● STORED ROWS:
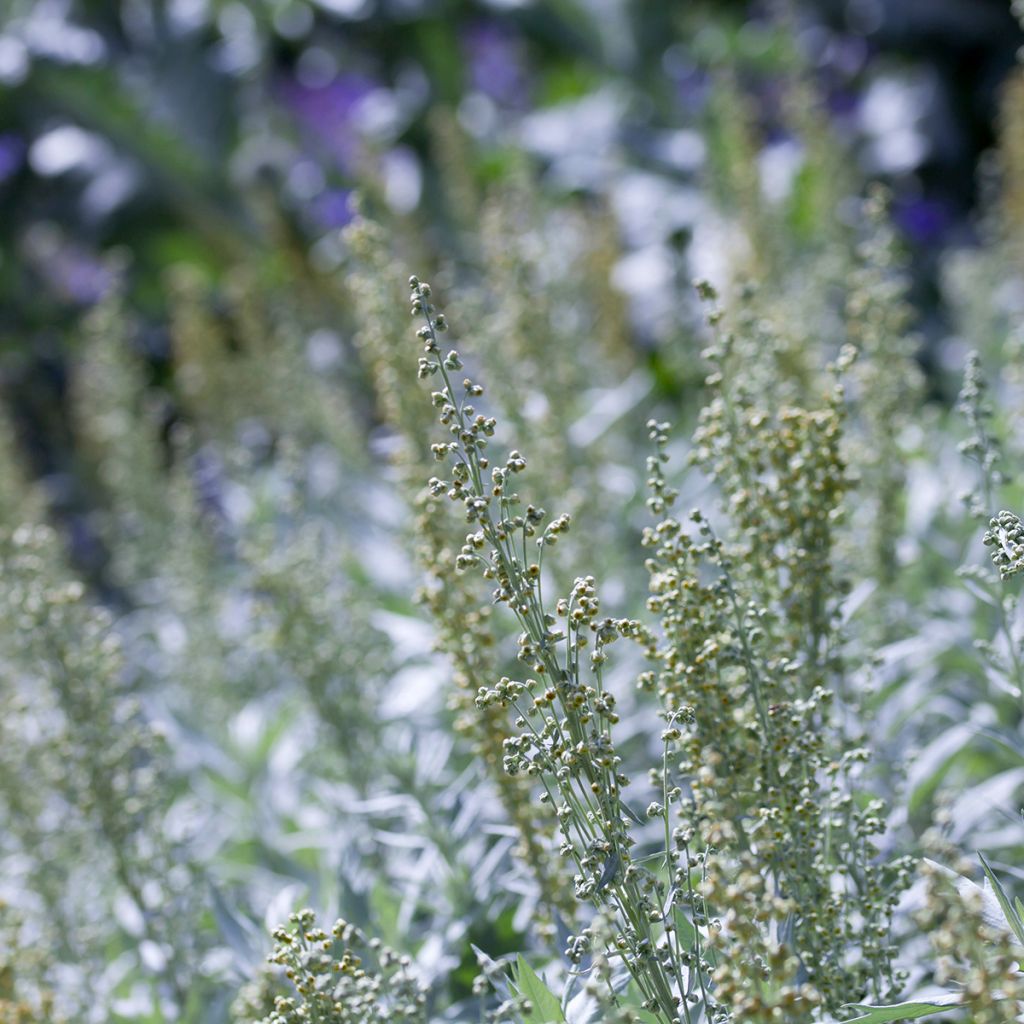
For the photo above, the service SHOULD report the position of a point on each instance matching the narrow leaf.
(547, 1008)
(902, 1011)
(1013, 918)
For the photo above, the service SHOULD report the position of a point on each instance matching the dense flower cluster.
(340, 977)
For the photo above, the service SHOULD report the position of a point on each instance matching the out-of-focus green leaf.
(1014, 920)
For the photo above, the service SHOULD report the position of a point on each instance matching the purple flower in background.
(496, 64)
(922, 220)
(692, 87)
(333, 208)
(11, 155)
(328, 114)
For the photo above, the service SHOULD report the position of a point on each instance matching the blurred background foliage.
(218, 134)
(207, 387)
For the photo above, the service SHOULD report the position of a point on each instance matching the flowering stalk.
(564, 714)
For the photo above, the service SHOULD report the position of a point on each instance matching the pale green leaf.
(901, 1011)
(547, 1008)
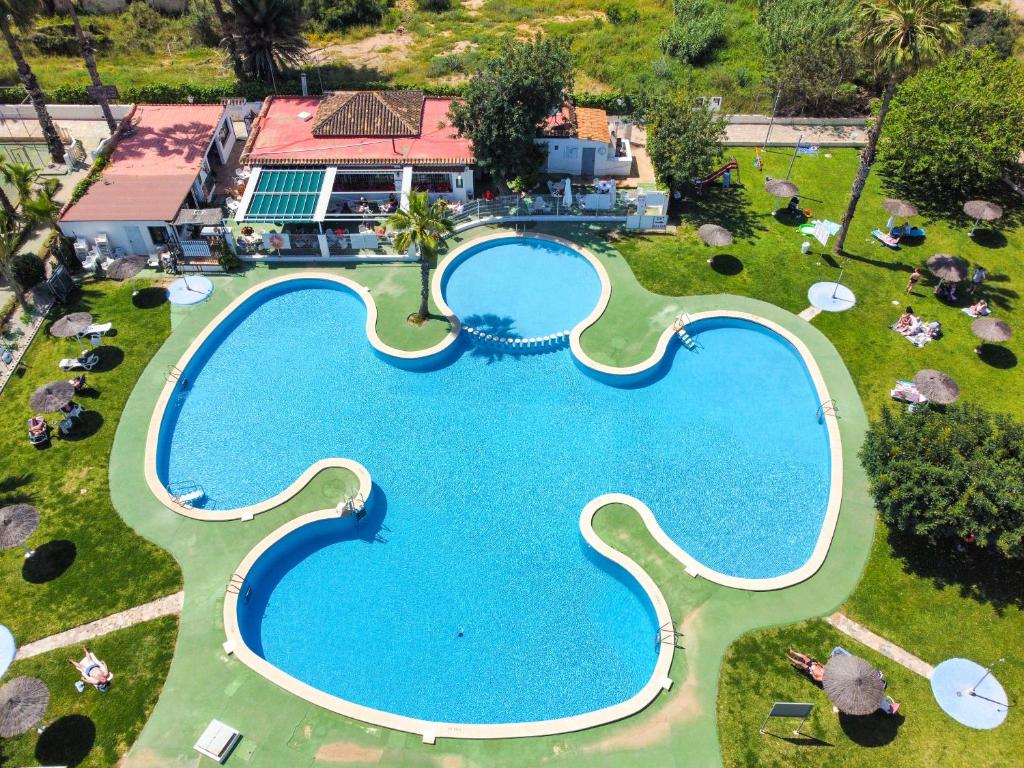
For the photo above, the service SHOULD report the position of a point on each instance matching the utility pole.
(98, 89)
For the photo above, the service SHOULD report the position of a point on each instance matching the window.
(158, 235)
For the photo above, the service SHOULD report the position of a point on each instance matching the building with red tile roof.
(163, 163)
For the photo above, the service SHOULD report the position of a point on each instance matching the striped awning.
(281, 196)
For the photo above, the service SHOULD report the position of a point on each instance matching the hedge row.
(257, 91)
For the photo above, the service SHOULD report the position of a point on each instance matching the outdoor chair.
(38, 438)
(85, 361)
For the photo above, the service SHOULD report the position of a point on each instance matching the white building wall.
(118, 233)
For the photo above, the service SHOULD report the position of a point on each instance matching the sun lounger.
(906, 231)
(85, 361)
(886, 240)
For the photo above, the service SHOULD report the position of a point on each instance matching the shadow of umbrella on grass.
(23, 704)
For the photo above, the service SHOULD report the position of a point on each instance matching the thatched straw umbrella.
(853, 685)
(23, 704)
(899, 207)
(713, 235)
(981, 210)
(71, 325)
(52, 396)
(779, 187)
(936, 386)
(126, 266)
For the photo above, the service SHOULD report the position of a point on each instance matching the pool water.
(467, 594)
(524, 289)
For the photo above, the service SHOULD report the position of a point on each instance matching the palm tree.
(421, 228)
(19, 175)
(90, 64)
(41, 209)
(268, 36)
(898, 37)
(229, 43)
(10, 240)
(20, 12)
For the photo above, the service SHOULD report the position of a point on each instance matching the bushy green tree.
(684, 141)
(951, 474)
(897, 38)
(954, 129)
(328, 15)
(508, 99)
(697, 31)
(810, 51)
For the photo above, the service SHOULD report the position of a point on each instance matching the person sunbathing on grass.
(93, 671)
(814, 670)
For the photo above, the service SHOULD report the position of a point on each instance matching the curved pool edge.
(430, 730)
(627, 373)
(248, 512)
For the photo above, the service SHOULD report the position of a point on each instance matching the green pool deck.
(280, 729)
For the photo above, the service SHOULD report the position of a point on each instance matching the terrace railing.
(548, 206)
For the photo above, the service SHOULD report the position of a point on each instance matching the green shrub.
(203, 25)
(329, 15)
(949, 475)
(58, 39)
(991, 27)
(29, 270)
(697, 31)
(228, 260)
(619, 13)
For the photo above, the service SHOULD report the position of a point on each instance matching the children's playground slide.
(732, 165)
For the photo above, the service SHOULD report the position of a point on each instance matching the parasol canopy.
(982, 210)
(899, 207)
(944, 266)
(126, 266)
(779, 187)
(52, 396)
(71, 325)
(989, 329)
(713, 235)
(23, 704)
(936, 386)
(853, 685)
(17, 522)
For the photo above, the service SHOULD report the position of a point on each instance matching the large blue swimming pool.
(480, 469)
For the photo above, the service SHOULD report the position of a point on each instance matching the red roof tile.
(151, 171)
(282, 137)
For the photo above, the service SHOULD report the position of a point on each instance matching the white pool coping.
(248, 512)
(691, 564)
(429, 730)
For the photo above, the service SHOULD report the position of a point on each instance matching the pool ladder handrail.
(827, 408)
(667, 633)
(235, 586)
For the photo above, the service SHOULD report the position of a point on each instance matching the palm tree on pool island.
(19, 13)
(898, 38)
(421, 228)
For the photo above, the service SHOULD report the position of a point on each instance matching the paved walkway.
(863, 635)
(161, 607)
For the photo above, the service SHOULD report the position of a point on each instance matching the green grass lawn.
(93, 728)
(88, 563)
(766, 263)
(755, 673)
(936, 604)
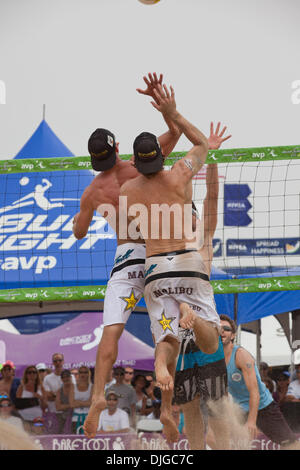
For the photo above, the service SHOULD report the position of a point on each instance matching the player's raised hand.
(164, 100)
(216, 137)
(152, 82)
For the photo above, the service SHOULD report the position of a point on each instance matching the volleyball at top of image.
(149, 2)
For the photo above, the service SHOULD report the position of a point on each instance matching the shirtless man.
(202, 377)
(172, 272)
(123, 291)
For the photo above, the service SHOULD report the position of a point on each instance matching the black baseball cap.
(147, 154)
(102, 148)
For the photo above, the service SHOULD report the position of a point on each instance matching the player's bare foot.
(164, 379)
(187, 317)
(170, 429)
(92, 420)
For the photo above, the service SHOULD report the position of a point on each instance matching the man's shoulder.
(242, 356)
(294, 384)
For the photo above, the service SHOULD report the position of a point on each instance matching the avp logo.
(36, 219)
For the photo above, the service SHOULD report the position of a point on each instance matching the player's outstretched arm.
(196, 157)
(210, 205)
(169, 139)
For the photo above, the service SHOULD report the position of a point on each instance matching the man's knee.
(111, 335)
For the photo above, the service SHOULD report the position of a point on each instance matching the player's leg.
(106, 357)
(194, 424)
(170, 429)
(206, 334)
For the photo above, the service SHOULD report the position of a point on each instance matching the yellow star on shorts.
(165, 322)
(131, 301)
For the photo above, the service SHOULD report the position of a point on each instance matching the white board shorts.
(173, 278)
(126, 284)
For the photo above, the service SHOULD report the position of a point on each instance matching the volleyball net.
(256, 244)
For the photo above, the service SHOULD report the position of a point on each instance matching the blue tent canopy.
(54, 258)
(44, 144)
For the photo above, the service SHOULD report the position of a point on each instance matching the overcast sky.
(228, 60)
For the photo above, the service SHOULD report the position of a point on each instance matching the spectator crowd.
(56, 400)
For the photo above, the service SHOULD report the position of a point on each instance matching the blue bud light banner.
(37, 245)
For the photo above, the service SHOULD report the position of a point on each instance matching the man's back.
(164, 196)
(102, 195)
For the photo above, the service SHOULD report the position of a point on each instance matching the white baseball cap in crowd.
(296, 358)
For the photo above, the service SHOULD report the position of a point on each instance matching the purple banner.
(131, 441)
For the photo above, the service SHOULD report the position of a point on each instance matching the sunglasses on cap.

● DO THIS: Return every line of the records above verbatim, in their original order, leaving out the pictures.

● FINISHED ANSWER:
For the photo above, the service SHOULD report the position of a point on each instance matching the narrow leaf.
(547, 1008)
(902, 1011)
(1013, 918)
For the photo above, the service SHOULD report the position of a point on each instance matching the dense flower cluster.
(340, 977)
For the photo above, the service SHOULD report the position of a point on each instance matching the out-of-focus green leaf.
(1014, 920)
For the photo above, the service SHOULD report the position of a point on each instance matching the purple flower in background.
(496, 64)
(922, 220)
(692, 87)
(333, 208)
(11, 155)
(328, 114)
For the photo above, the service SHOULD report the position of a point on each instance matching the blurred background foliage.
(218, 134)
(207, 387)
For the photo above, the service SHOULD report the position of a point on each instance matching the flowering stalk.
(564, 714)
For the photo above, the service SHOULD report the position of a point on each instance matching the pale green leaf.
(901, 1011)
(547, 1008)
For the photo above, the service SHOULD report the position of a point on each instance matching the utility pole.
(98, 89)
For the photo above, the service SHOULD report the position of a point on each instance matching the window.
(158, 235)
For the photo above, the service SHOULD report the position of a point on each instance matching the building with red tile roof.
(163, 163)
For the photo above, the service SHOULD report the position of a point on each instance matching the striped awning.
(281, 196)
For the photo above, the service SHOULD report the position of a point on each instance matching the hedge row.
(257, 91)
For the photo above, the service SHOULD report the position of a point on each instance matching the outdoor chair.
(38, 438)
(85, 361)
For the photo above, the service SHOULD report the position of a point on each instance matching the white building wall.
(118, 233)
For the photo above, the service SHOULD report the position of a point on each instance matching the sun lounger.
(906, 231)
(85, 361)
(886, 240)
For the photo above, the service SHOULD report the position of a point on each instance matching the shadow of umbrella on grass.
(23, 704)
For the photo above, the service SHOULD report the position of a point on each instance matching the thatched straw umbrella.
(853, 685)
(23, 704)
(899, 207)
(713, 235)
(981, 210)
(71, 325)
(52, 396)
(779, 187)
(936, 386)
(126, 266)
For the photo above, the service SHOULD report the position of a point on each instance matching the pool water.
(467, 594)
(524, 289)
For the photo above, the service SHOULD report the position of a point on each instance matching the palm tree.
(421, 228)
(19, 175)
(90, 64)
(41, 209)
(268, 36)
(898, 37)
(229, 43)
(10, 240)
(20, 12)
For the photo above, the service SHOULD report the position of a point on each instance matching the bushy green tree.
(684, 141)
(951, 474)
(897, 38)
(954, 129)
(328, 15)
(508, 99)
(697, 31)
(810, 51)
For the photo above, the service SHOULD report the position of a point on each instance matching the person sunbathing on grass.
(93, 671)
(814, 670)
For the photo above, the service SHOULD report the position of a point on each instance matching the curved pool edge.
(430, 730)
(627, 373)
(248, 512)
For the photo above, the service SHOULD report the position of a point on each instance matching the green pool deck.
(280, 729)
For the photo above, the service SHOULD report the position of a point on each instance matching the terrace railing.
(548, 206)
For the photo above, the service SHOULD report the position of a point on each instance matching the green shrub.
(203, 25)
(329, 15)
(949, 475)
(58, 39)
(991, 27)
(29, 270)
(697, 31)
(228, 260)
(619, 13)
For the photo above, the service SHOULD report the position of a point on each instance matching the children's playground slide.
(732, 165)
For the photo above, the service SHOULD report the position of a point on each instance matching the parasol canopy.
(982, 210)
(899, 207)
(944, 266)
(126, 266)
(779, 187)
(52, 396)
(71, 325)
(989, 329)
(713, 235)
(23, 704)
(936, 386)
(853, 685)
(17, 522)
For the photo above, the service SHOULD report the position of a point on each instance matching the large blue swimming pool.
(480, 469)
For the photo above, the service SHOULD report the position of a point on each instance matching the red roof tile.
(151, 171)
(282, 137)
For the photo above, the service SHOULD report the position of a point on each instance matching the white pool coping.
(248, 512)
(691, 564)
(429, 730)
For the photo above, the service SHOULD report the position of a point on each instance matching the pool ladder handrail.
(827, 408)
(667, 633)
(235, 586)
For the photo above, the service SHOULD report the position of a point on each instance matching the palm tree on pool island.
(19, 13)
(898, 38)
(421, 228)
For the photo above, the service SHOULD report the position of a point on each instance matching the paved walkway.
(863, 635)
(161, 607)
For the photo above, the service SHOULD report the position of a point on each instance matching the green grass lawn.
(93, 728)
(88, 563)
(766, 263)
(755, 673)
(936, 604)
For the photo above, the service SHOULD report the position of a point on each instance matching the player's raised hand.
(164, 100)
(216, 137)
(152, 82)
For the photo above, the service SHOULD report the position of a point on each instance matching the volleyball at top of image.
(149, 2)
For the photo above, the service SHOULD report the position of a point on each instance matching the shirtless man.
(202, 377)
(172, 272)
(123, 291)
For the photo above, the service SHOULD report the position of a point on each instance matching the black baseball cap.
(147, 154)
(102, 148)
For the photo above, the service SHOULD report the position of a point on each instance matching the player's bare foot.
(164, 379)
(187, 317)
(170, 429)
(92, 420)
For the photo above, the service SHOULD report the position of a point on each instance matching the man's shoulder.
(242, 356)
(294, 384)
For the photo above, the service SHOULD report the position of a point on each instance matching the avp logo.
(36, 219)
For the photo above, the service SHOULD report the position of a point on each instance matching the player's outstretched arm.
(196, 157)
(210, 205)
(169, 139)
For the photo above, the service SHOULD report the position of a point on each instance matching the man's knee.
(111, 335)
For the photo above, the service SHOULD report the position of a point on each instance matching the player's leg.
(106, 357)
(194, 424)
(170, 429)
(206, 334)
For the photo above, the service SHOULD report the position of a point on each instance matching the yellow star on shorts.
(165, 322)
(131, 301)
For the photo above, the service SHOULD report the position of a point on each instance matching the white board shorts.
(173, 278)
(126, 284)
For the photo above, the service SHOULD report the position of a point on each instance matching the volleyball net.
(256, 244)
For the photo above, the service SHOULD report the position of a point on each instance matching the blue tent canopy.
(54, 258)
(44, 144)
For the photo above, the service SHOULD report the position of a point on each instance matching the overcast sky.
(228, 60)
For the photo above, the service SHOULD report the position of a point on each instance matching the spectator crowd.
(56, 400)
For the photo above, the service SHOULD report the position of a point on each instance matching the blue bud light banner.
(37, 245)
For the photo above, the service SHOULD report the position of a point on each instance matching the man's back.
(164, 196)
(102, 195)
For the photo above, the service SHOULD report the position of a point on each instance matching the white baseball cap in crowd.
(296, 358)
For the photo above, the service SHOULD report the position of a point on each instance matching the purple banner.
(131, 441)
For the photo above, the service SHOULD report the position of a point on each instance matching the sunglasses on cap.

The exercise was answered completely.